**Material provided**
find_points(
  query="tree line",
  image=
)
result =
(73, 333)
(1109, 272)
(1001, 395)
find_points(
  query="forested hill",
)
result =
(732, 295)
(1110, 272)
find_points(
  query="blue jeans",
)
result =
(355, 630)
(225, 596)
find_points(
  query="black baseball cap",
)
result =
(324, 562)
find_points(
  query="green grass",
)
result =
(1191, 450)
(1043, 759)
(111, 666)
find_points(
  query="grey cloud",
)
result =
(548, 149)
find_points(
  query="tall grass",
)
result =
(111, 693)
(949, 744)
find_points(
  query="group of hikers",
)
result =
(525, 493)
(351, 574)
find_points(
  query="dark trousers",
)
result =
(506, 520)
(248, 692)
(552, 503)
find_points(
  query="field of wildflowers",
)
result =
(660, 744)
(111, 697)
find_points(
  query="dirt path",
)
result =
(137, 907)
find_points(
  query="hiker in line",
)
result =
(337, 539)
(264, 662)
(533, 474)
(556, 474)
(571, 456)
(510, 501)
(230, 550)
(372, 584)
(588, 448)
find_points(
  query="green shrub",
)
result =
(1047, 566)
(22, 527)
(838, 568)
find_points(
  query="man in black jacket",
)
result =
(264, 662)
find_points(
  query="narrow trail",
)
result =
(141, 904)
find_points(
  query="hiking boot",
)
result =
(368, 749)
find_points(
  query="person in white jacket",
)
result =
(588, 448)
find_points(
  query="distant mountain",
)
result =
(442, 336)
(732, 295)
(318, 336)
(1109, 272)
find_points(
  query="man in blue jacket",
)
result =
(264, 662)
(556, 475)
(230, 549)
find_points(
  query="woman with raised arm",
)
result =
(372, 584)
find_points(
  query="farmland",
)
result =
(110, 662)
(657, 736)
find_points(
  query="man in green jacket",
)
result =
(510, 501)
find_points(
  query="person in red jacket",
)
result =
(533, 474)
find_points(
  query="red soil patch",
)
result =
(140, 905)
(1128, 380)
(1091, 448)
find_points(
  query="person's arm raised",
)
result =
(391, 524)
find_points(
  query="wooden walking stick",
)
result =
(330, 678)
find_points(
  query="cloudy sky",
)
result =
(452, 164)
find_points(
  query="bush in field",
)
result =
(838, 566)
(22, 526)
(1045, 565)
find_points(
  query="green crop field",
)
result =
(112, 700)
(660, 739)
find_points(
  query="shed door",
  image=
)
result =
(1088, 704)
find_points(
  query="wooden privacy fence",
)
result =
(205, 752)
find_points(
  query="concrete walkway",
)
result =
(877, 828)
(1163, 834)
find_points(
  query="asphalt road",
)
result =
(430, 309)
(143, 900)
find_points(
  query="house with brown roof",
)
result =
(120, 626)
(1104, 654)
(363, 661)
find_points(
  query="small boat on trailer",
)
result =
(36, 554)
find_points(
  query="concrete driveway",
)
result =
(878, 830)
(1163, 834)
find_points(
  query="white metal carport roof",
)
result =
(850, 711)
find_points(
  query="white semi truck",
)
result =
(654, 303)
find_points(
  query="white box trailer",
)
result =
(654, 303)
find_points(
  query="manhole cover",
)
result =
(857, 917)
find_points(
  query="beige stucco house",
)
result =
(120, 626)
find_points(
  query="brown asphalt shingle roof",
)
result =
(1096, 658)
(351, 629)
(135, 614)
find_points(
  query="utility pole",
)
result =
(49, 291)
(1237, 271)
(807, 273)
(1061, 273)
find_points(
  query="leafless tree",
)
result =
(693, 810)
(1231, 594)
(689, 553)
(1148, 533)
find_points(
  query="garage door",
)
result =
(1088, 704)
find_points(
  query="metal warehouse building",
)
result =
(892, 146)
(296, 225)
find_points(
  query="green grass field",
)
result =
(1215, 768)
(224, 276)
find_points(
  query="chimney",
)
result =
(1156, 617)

...

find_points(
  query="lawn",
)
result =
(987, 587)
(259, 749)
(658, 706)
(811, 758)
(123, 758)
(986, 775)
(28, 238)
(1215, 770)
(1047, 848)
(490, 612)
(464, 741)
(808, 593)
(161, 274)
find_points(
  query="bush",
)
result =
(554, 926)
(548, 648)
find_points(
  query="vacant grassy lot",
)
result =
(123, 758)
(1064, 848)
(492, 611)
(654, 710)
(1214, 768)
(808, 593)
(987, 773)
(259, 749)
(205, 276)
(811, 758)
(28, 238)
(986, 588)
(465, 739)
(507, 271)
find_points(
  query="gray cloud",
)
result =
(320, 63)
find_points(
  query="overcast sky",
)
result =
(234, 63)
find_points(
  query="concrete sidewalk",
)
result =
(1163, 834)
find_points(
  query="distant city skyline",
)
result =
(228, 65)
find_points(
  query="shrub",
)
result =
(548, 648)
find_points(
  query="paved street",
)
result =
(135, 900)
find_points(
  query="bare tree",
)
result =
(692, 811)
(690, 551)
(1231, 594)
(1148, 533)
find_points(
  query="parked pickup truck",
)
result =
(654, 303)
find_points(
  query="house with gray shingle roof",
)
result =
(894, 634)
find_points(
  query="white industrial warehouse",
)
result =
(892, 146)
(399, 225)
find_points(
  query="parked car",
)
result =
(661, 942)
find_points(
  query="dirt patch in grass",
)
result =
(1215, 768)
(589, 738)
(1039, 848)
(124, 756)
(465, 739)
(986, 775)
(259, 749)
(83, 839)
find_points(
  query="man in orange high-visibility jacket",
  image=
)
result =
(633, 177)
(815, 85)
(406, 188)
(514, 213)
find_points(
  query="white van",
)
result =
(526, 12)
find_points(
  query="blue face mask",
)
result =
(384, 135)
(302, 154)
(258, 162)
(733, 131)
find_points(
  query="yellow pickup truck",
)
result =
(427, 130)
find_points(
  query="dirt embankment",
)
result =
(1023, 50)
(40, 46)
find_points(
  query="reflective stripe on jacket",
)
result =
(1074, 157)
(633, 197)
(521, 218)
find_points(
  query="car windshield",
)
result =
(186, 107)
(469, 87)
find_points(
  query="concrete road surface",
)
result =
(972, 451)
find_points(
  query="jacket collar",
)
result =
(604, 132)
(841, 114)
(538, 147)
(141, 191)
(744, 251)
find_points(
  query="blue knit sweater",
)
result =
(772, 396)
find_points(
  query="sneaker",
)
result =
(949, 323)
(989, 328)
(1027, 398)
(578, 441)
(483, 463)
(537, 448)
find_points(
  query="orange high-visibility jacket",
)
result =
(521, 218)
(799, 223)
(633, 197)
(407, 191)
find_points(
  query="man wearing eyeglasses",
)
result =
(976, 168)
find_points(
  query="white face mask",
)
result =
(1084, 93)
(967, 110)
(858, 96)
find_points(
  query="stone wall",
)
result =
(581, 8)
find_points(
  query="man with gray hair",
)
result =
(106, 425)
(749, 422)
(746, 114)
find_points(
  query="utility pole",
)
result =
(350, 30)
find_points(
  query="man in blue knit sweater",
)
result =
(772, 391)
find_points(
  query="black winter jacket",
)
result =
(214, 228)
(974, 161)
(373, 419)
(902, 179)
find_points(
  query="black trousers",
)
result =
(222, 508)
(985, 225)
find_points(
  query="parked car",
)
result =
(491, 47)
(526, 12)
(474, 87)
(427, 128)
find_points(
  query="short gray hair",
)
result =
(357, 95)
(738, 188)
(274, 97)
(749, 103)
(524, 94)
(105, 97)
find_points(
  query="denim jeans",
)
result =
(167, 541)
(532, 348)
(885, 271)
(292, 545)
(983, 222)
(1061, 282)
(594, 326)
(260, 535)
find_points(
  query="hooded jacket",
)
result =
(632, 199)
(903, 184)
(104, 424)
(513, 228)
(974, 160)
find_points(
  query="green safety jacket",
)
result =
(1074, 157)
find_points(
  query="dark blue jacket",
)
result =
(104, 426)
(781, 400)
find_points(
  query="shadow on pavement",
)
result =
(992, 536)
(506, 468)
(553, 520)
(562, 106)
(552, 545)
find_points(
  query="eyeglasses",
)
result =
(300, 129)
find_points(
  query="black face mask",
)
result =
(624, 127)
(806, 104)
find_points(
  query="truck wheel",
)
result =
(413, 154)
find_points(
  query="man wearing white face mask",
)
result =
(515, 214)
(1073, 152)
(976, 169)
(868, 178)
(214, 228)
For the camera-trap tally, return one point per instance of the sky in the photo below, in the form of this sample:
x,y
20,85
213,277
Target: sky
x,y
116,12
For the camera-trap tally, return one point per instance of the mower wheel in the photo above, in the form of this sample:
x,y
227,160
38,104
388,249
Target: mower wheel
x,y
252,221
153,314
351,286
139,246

**Exercise objective**
Report each line of the listing above that contains the string "wheel", copying every such line in full, and treat uppercase and lowercase letters as different.

**Solution to this exercise**
  query="truck wheel",
For the camera-trap tally, return one point per instance of the mower wheel in the photo above, in the form of this sample:
Target: mower wheel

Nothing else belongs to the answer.